──────── Information supplied
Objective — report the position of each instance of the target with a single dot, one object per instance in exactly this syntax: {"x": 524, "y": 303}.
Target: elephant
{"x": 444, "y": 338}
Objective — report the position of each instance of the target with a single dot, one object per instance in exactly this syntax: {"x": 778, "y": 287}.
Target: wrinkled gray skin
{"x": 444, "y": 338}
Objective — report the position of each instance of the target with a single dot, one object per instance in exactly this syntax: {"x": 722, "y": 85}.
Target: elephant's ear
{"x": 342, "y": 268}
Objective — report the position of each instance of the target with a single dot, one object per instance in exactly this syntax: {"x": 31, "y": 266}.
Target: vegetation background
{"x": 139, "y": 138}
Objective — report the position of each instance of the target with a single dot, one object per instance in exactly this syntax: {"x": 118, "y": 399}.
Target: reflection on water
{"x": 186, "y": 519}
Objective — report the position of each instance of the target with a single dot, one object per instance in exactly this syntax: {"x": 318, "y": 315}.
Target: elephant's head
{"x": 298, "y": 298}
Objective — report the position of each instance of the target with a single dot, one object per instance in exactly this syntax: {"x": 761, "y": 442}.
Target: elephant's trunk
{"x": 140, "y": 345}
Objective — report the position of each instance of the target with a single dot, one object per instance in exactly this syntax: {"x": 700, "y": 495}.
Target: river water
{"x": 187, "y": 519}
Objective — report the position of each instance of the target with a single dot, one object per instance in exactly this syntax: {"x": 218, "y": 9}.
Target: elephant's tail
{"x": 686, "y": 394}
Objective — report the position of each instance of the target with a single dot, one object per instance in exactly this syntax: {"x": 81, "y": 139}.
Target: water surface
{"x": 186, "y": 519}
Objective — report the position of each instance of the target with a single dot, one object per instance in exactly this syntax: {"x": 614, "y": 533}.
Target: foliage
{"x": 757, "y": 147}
────────────────
§ Problem:
Count how many lines of the data above contain the exact string "exactly", and reply with that number only.

§ Answer below:
11